──────── PROVIDED DATA

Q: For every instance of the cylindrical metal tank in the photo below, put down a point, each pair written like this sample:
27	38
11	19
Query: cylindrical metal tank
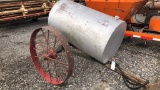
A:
93	32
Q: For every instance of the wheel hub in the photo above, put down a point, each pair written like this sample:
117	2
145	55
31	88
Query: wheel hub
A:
51	54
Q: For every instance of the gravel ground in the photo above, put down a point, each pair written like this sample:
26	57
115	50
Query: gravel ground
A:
17	71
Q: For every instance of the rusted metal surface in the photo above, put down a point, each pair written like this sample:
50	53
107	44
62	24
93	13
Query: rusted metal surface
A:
14	10
46	48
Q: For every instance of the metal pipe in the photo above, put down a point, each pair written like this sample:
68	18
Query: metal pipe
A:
93	32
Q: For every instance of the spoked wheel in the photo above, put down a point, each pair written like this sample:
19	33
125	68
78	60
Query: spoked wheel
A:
51	55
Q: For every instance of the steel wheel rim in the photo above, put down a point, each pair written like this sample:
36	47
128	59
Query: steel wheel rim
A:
49	56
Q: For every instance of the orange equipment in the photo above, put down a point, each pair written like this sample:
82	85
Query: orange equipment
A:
155	23
125	9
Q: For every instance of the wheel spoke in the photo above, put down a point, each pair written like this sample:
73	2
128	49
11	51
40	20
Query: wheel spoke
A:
55	39
46	38
39	43
48	48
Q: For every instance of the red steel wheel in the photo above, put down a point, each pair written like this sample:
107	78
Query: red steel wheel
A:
51	55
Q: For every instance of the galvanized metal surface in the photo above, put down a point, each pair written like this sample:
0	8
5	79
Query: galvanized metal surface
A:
95	33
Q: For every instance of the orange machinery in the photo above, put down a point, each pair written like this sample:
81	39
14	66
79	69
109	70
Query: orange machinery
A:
125	9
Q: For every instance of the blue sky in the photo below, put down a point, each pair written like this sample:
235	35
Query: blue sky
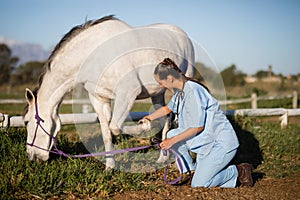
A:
251	34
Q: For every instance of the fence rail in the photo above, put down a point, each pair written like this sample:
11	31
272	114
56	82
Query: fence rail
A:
253	99
87	118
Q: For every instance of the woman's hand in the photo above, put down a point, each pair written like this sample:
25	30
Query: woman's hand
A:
167	143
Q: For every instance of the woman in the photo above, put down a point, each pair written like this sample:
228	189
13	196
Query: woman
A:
202	129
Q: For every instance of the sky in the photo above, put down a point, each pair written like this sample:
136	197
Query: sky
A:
252	34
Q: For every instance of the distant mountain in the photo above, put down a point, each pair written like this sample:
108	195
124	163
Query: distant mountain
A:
26	51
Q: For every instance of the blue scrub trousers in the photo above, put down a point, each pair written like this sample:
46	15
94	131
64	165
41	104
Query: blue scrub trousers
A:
211	170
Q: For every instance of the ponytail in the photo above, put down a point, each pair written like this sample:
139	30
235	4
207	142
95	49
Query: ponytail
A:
169	67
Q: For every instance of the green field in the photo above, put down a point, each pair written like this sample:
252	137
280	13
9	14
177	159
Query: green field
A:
274	151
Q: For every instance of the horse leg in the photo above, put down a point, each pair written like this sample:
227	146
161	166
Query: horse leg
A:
103	110
159	101
126	92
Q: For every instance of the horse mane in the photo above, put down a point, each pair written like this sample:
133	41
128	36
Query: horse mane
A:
65	39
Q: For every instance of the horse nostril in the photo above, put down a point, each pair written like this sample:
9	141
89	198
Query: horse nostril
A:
31	156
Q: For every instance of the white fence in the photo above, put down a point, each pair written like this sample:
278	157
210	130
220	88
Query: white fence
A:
86	118
83	118
253	99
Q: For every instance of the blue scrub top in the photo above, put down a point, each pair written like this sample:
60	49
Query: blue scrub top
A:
198	108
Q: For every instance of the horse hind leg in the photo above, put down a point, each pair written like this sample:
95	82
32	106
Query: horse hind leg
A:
103	110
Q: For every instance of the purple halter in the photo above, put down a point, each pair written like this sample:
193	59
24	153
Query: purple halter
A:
113	152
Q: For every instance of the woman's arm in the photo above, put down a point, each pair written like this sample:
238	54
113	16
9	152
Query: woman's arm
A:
190	132
163	111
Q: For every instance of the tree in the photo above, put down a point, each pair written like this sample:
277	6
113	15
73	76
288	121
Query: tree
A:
261	74
7	63
232	77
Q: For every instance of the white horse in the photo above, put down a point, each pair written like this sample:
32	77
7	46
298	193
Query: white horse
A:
113	61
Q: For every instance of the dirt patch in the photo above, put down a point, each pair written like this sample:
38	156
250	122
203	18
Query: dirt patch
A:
266	188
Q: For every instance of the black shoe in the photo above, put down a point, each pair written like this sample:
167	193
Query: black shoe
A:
244	174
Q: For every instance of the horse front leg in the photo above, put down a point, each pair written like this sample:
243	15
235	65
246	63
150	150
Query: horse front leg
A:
159	101
103	110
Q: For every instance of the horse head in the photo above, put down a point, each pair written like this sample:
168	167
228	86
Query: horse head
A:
42	127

────────────────

• [REQUIREMENTS]
Make an exact copy of every line from the one with "Q: For every instance of the horse leg" to the end of the data, with the first and last of those lines included.

• [CORRECT OUTPUT]
Q: For every instance of the horse leg in the photo above, put down a point, each pair written like this sample:
227	146
161	166
Query: horse leg
A:
103	110
159	101
126	92
Q: For every instance of the horse mane in the photo above, put down a point, each pair written like this sample:
133	41
128	36
Query: horse mane
A:
65	39
Q: For every instance of the horse nostril in the photo above, put down a point, each pair written like this sample:
9	141
89	198
Query: horse nostril
A:
31	156
Q: For every instance of the white fence in the photo above, put down a point, each pair written like this sample:
278	157
210	130
220	88
Query: white fence
A:
86	118
83	118
253	99
Q: For every instance of the blue scrub top in the photo above, put down a point, each pair written like this sample:
60	49
Query: blue scrub top
A:
198	108
Q: For every instance of the horse hind leg in the photo above, put down a point, each pair written like this sample:
95	82
32	106
Query: horse hind leg
A:
103	110
Q: For every instance of the purple halter in the photo above, put down a point, each pair written like this sample:
193	59
24	153
Query: purple halter
A:
113	152
Q: For every instance of the woman's arm in the photo above, put down a point, each pair written like this sample:
238	54
113	16
9	152
Query: woman's arm
A:
190	132
163	111
Q: For every instance of the tree in the photo above, put down a point, each pair written like this sample:
277	6
113	15
73	76
288	121
Query: tree
A:
261	74
7	63
232	77
Q: For every instance of the white horse in the photo above, put down a point, each pair written like this sample:
32	77
7	46
298	193
Query: white horse
A:
113	61
Q: For every instance of the dirt patch in the photo above, put down a point, each pair written like this sample:
38	156
250	122
203	18
Query: dirt patch
A:
266	188
Q: For every instance of the black shoe in the photo above, put down a point, each pair written like this sample:
167	193
Query: black shoe
A:
244	174
Q: For every instance of the horse front leg in the photo above, put down a point, each pair written like this sample:
243	15
235	65
246	63
150	150
Query: horse front leg
A:
159	101
103	110
Q: For every instance of the horse head in the photo above, put down a point, each pair written like this sample:
168	167
228	86
Query: horse head
A:
42	127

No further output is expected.